Al vuelo sin retorno de Nueva York a Buenos Aires en 1963 lo recuerdo bien, esa angustia indecible de los cuatro años, por enterarme recién en el aeropuerto, a minutos de salida, que mi papá no vendría con nosotros; la llegada al conurbano barrio de Florida, mayormente de inmigrantes de clase media; la casa, estilo inglés, de mis abuelos; la recepción un tanto fría de mi bisabuela, rumana, quien viviría muchos años más y con el tiempo llegaría a ser mi principal defensora o aliada en ciertas futuras pugnas domésticas en la que me vería envuelto promediando, precisamente, la adolescencia. No fui, como casi todos, digno de mayores ritos de pasaje que los provistos por la socialización forzosa bajo el régimen escolar y la economía de mercado. O sea: mi madre trabajaba largas jornadas, razón por la cual no nos veíamos en todo el día durante la semana, pero me enviaba, pagando una famosa “media beca” —eufemismo, como todos, bastante infame—, a colegios de pretensión inglesa de la Zona Norte, lugares y grupos de personas (me relacionaba relativamente mejor con dos o tres colegas, siempre de a uno) que ya, durante el tránsito por la secundaria, raramente llegaría a sentir de pertenencia.

Me acuerdo especialmente de un retorno de ésos, estaría en segundo año, venía en mi segundo colectivo de todas las tardes, es decir mi cuarto de cada día (empecé a usar el transporte público y a manejarme solo en tercer o cuarto grado), apretado, al fondo del pesado vehículo, de los que ya tenían puerta trasera de descenso y algún timbre levemente electrocutante (lo pulsaba siempre con alguna carpeta, para evitar el contacto del dedo con la descarga inevitable) y subió mi abuelo, Geza. Estaba tan lleno que se quedó adelante. De inmediato me vio. No bajaríamos en la misma parada, pero todo lo que conversamos con los ojos aquella tarde, diría que todavía me influye. Algo de la poesía en paralelo a las construcciones con palabras. Una articulación ahí, en el rayo protector de esa conversación, ella sí iniciática, y justamente por ausencia de rito, de premeditación, de intenciones incluso. Justamente por magia del afecto, la única que realmente influye, así sea no siempre de forma “positiva” (queda para seguirla en otra ocasión).

Debo decir, como denuncia de una injusticia que padecí temprano, que mis abuelos nunca me enseñaron el húngaro, aunque sí a sus hijos, mi madre y mi tío, que si bien nunca lo escribieron llegaban a ciertos acuerdos semánticos hablando en esa lengua, que me parecía medio marciana.

- **Datos**
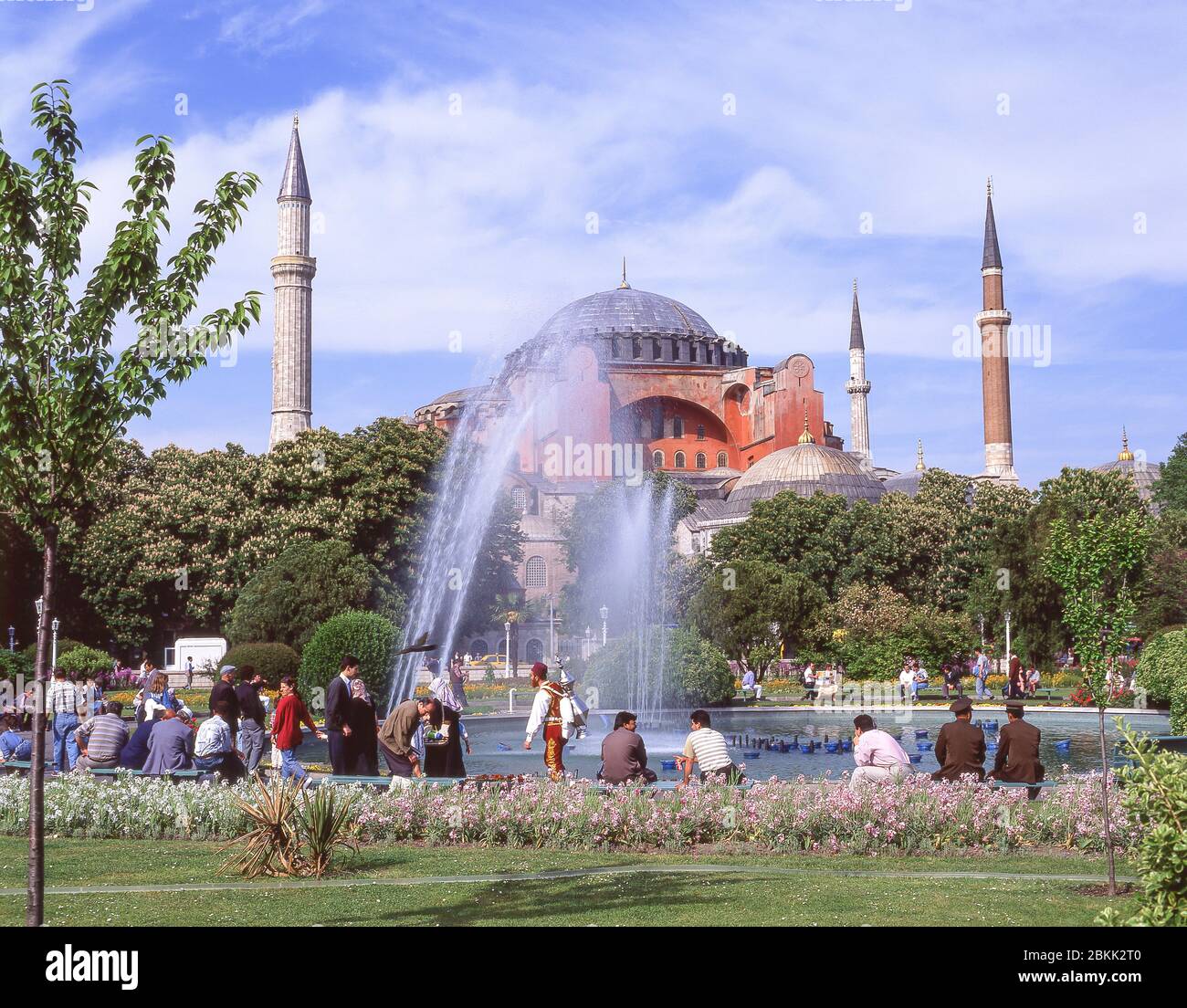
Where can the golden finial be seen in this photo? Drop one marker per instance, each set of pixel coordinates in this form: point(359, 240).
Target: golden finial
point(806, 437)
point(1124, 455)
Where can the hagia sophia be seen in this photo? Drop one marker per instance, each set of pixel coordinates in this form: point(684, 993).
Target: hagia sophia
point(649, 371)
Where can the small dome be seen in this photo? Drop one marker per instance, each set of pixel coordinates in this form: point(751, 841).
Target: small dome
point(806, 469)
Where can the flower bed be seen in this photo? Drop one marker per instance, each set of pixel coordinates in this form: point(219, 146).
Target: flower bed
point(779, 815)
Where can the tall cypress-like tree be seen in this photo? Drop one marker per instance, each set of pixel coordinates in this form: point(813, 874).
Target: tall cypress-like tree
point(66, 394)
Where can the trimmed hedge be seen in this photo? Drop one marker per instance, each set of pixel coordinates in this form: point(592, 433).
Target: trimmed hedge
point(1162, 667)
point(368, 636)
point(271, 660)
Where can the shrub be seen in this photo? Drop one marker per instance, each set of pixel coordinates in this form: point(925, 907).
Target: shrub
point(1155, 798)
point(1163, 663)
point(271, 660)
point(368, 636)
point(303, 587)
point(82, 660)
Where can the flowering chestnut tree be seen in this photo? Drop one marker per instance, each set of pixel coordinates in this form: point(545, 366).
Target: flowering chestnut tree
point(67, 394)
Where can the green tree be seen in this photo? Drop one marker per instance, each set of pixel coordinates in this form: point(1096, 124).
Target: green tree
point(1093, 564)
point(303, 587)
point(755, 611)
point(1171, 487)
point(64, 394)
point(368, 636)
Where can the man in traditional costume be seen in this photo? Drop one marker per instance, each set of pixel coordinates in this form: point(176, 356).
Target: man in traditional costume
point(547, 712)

- **Consigna 1**
En el relato de infancia, ¿cómo se llamaba el abuelo que subió al colectivo?
- **Consigna 2**
Escribe la continuación del relato de infancia a partir de su última oración.

- **Resultado 1**
Geza.

- **Resultado 2**
Sin embargo, la esdrujulidad de esos intercambios me quedó rondando para siempre, fantasmática, con el humor desconcertante por impersonal (naturaleza de las cosas) de las vivencias puramente transparentes. La esdrújula de un acento foráneo entre las captaciones del oído. Nacer en un lugar, mudarse a otro, recaer en un tercero, entre extranjeros, que no hablan “bien” el castellano, que no participan de los rituales de una colectividad más allá de las asociaciones escuetas y cada vez más murientes, entre compatriotas probablemente mejor adaptados al nuevo medio, quizá inventándolo así junto a tantos otros.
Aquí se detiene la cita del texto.